TASK PROMPT. Find the line containing "Locate the background" in the records below. Copy exactly that line and each one after it, ending at the line containing "Locate the green grass", and nothing more.
===== INPUT DATA =====
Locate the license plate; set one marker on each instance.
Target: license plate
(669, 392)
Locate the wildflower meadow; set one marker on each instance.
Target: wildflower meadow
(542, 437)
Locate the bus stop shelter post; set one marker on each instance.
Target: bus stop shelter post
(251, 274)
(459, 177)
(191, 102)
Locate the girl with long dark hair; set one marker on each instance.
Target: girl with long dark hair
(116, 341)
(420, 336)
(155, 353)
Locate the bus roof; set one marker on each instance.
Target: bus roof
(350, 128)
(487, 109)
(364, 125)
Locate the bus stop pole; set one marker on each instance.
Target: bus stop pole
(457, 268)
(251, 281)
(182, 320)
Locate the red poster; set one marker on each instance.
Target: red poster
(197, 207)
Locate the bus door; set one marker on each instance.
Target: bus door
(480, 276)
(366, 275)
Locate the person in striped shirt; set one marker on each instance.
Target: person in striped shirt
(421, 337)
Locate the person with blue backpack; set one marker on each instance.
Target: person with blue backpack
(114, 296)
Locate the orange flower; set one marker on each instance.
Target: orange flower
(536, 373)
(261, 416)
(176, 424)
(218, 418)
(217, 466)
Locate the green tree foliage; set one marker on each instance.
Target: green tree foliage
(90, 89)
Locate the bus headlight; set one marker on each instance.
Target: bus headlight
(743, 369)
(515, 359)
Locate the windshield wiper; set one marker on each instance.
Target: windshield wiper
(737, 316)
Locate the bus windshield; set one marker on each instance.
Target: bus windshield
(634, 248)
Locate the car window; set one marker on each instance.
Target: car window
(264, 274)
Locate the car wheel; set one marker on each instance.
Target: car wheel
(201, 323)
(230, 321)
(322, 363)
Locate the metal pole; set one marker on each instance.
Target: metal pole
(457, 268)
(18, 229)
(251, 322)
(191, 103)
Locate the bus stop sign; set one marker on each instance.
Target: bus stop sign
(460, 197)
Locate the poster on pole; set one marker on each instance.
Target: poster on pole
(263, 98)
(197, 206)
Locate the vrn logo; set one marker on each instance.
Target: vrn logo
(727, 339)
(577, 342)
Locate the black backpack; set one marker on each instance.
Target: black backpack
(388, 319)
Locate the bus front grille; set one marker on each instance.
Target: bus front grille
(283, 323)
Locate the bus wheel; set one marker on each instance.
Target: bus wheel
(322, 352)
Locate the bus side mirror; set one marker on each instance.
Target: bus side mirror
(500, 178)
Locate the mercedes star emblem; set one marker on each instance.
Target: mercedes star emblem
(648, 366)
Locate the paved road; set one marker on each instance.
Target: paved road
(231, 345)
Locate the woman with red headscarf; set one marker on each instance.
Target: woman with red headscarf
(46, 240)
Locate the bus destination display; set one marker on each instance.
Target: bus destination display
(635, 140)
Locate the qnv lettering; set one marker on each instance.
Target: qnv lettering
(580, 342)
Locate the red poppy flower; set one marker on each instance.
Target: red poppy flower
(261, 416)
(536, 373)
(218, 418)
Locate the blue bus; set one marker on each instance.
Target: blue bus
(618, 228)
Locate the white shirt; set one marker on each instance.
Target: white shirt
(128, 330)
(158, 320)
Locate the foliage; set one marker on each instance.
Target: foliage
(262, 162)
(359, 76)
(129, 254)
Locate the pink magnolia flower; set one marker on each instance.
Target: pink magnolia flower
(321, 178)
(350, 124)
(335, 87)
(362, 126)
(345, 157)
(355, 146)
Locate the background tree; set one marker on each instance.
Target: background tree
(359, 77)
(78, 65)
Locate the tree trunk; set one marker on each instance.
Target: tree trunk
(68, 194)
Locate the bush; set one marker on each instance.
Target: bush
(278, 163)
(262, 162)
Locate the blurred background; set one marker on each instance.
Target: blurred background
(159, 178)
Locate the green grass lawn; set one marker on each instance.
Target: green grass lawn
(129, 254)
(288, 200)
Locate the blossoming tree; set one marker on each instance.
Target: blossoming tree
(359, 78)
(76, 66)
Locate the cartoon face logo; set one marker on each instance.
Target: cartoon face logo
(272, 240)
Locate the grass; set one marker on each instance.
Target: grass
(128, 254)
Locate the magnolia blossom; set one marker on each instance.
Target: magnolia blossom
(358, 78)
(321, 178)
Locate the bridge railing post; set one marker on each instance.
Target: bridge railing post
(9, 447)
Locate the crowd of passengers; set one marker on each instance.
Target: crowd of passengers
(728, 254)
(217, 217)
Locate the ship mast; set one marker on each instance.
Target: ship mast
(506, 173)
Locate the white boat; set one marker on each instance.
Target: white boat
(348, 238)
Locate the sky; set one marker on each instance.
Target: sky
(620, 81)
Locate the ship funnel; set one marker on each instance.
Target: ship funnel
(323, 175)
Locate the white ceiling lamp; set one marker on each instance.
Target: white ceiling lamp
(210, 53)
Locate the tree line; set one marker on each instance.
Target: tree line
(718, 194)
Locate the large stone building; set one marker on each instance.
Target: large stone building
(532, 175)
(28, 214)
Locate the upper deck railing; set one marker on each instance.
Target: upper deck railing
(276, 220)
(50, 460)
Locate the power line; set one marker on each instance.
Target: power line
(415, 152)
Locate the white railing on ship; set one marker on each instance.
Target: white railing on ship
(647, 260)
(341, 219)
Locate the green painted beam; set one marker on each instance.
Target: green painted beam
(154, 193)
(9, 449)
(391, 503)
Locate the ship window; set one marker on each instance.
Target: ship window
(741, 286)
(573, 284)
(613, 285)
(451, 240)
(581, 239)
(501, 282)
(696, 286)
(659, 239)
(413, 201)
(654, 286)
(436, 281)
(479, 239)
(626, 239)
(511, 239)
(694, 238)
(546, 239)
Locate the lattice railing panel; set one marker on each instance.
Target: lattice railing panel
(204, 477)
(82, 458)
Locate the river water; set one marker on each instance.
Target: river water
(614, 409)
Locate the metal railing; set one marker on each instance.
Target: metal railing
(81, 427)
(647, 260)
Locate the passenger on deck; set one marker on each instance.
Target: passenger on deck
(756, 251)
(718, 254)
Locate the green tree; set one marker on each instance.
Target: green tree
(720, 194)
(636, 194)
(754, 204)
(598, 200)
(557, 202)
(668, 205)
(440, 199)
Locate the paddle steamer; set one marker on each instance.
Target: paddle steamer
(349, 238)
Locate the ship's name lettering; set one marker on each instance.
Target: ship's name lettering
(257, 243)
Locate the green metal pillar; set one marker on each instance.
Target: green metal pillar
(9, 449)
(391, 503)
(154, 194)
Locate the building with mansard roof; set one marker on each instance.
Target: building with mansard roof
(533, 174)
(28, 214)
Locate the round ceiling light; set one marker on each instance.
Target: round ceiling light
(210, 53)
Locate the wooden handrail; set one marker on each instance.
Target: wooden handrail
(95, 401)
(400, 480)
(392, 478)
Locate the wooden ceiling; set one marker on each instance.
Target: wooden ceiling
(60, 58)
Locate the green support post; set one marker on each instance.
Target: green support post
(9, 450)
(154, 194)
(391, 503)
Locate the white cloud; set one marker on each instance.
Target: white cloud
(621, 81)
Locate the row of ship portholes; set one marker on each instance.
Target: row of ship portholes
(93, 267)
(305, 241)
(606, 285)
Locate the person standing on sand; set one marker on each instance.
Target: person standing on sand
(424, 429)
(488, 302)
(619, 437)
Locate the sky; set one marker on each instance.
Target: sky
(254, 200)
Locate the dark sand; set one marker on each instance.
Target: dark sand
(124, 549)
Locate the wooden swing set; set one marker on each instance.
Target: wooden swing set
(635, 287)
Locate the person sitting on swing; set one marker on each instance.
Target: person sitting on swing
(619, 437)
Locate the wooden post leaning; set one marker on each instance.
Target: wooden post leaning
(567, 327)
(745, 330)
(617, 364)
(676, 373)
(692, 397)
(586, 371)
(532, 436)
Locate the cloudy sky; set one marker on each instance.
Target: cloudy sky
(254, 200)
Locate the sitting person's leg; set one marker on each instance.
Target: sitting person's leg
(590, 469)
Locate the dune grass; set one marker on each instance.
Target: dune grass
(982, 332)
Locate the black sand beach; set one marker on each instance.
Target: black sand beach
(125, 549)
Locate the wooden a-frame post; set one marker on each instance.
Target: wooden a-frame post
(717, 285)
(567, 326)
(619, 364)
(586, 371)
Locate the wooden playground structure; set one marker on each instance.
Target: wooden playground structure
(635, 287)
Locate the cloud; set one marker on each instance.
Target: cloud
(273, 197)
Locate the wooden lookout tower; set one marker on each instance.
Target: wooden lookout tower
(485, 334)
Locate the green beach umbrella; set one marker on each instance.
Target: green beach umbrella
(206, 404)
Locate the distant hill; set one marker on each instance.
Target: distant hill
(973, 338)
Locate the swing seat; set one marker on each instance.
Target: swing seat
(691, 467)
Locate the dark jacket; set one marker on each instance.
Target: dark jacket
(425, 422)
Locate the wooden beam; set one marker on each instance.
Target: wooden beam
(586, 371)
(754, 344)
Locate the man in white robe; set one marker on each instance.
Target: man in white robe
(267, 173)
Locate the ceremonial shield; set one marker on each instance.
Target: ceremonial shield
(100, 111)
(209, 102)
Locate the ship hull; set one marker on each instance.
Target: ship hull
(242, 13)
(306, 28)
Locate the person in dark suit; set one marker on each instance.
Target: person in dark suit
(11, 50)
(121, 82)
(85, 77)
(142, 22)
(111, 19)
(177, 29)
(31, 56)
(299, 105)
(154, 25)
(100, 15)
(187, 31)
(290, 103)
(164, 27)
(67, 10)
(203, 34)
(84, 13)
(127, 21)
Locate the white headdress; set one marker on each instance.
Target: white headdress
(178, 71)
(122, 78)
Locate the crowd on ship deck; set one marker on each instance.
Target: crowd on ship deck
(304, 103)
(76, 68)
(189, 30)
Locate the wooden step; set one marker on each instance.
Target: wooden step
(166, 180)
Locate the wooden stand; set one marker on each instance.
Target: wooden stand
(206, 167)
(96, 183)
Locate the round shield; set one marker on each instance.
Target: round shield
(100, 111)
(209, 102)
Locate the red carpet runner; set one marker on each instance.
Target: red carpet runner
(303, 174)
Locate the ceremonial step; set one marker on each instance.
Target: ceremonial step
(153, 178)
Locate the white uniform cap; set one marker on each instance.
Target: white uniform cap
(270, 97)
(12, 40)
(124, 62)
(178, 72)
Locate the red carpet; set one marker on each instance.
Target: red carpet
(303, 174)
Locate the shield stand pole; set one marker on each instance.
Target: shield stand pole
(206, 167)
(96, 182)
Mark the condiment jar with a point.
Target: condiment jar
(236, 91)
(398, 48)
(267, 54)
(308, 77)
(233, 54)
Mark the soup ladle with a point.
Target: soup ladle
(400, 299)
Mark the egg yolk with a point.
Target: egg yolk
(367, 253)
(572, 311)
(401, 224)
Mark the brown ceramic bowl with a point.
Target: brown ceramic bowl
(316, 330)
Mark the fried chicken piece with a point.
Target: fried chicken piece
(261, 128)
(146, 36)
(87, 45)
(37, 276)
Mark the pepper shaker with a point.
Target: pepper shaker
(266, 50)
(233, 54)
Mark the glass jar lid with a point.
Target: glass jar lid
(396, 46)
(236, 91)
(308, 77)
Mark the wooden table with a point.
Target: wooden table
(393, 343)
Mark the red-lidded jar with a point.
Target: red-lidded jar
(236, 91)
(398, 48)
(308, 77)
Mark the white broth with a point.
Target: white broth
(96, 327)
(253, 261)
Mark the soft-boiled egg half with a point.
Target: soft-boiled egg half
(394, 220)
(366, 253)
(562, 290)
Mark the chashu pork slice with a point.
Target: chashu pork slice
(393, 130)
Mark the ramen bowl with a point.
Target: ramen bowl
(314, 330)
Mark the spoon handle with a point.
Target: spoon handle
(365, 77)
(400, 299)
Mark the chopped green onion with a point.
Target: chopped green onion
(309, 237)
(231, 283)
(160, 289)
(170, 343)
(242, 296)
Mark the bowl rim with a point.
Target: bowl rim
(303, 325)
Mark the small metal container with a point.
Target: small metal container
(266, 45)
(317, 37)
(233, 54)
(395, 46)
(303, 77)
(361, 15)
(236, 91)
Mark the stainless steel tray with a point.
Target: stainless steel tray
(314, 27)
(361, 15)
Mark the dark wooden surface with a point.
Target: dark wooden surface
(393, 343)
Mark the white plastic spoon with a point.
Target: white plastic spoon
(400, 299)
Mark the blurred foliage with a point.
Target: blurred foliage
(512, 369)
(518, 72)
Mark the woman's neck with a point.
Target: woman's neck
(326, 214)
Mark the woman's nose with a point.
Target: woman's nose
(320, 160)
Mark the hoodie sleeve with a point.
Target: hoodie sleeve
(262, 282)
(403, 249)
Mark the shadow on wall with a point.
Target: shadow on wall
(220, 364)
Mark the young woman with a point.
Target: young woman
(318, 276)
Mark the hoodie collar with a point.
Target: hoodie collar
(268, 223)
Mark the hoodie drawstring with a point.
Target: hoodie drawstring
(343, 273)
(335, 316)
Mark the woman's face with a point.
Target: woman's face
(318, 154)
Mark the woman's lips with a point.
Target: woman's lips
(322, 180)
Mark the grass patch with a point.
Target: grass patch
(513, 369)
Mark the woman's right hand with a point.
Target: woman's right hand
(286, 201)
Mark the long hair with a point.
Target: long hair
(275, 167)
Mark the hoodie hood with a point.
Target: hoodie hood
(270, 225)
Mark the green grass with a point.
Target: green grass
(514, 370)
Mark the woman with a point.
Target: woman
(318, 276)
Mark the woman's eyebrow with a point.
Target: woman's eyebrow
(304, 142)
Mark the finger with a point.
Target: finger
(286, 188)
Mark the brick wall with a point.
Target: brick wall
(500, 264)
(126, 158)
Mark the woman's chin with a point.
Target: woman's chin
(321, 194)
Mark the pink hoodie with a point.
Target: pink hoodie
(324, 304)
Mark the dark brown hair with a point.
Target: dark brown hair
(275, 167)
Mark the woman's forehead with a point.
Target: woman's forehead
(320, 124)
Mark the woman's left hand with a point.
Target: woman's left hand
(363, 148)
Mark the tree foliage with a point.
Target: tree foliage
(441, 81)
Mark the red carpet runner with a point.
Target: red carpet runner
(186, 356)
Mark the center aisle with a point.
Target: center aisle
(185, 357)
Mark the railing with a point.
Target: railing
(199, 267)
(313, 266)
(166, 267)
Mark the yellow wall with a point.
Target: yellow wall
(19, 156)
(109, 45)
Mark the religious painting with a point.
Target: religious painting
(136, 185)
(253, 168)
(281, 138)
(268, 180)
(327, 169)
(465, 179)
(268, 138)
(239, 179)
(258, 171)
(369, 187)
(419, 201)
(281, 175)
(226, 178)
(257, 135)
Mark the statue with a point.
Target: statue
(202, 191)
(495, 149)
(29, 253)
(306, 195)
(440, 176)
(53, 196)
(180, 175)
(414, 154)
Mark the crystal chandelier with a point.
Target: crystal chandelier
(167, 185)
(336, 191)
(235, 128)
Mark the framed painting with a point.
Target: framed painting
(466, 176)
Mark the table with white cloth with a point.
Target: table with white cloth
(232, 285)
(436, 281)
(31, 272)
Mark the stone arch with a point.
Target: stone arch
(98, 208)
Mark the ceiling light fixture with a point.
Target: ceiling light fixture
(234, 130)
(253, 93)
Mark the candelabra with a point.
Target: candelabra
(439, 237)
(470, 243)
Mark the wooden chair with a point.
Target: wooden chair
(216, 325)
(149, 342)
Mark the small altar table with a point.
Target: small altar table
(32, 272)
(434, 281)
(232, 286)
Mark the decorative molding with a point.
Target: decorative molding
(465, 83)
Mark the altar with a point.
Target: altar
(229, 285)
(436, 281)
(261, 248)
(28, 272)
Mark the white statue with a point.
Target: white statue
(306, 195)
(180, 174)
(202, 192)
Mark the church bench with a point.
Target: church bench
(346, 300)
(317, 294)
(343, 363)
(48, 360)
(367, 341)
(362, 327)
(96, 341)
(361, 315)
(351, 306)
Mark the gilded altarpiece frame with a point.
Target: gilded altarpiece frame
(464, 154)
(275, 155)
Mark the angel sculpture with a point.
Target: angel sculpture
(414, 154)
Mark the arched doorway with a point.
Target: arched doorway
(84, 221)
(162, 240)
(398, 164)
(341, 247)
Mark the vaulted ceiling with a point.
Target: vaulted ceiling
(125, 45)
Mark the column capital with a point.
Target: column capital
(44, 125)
=====
FINISHED TASK.
Locate the background tree; set one marker on each instance.
Target: background tree
(359, 77)
(78, 65)
Locate the tree trunk; set one marker on each instance.
Target: tree trunk
(68, 194)
Locate the bush; set one marker on each instance.
Target: bush
(278, 163)
(262, 162)
Locate the blurred background; set one marker on each instance.
Target: blurred background
(159, 178)
Locate the green grass lawn; set one marker on each instance.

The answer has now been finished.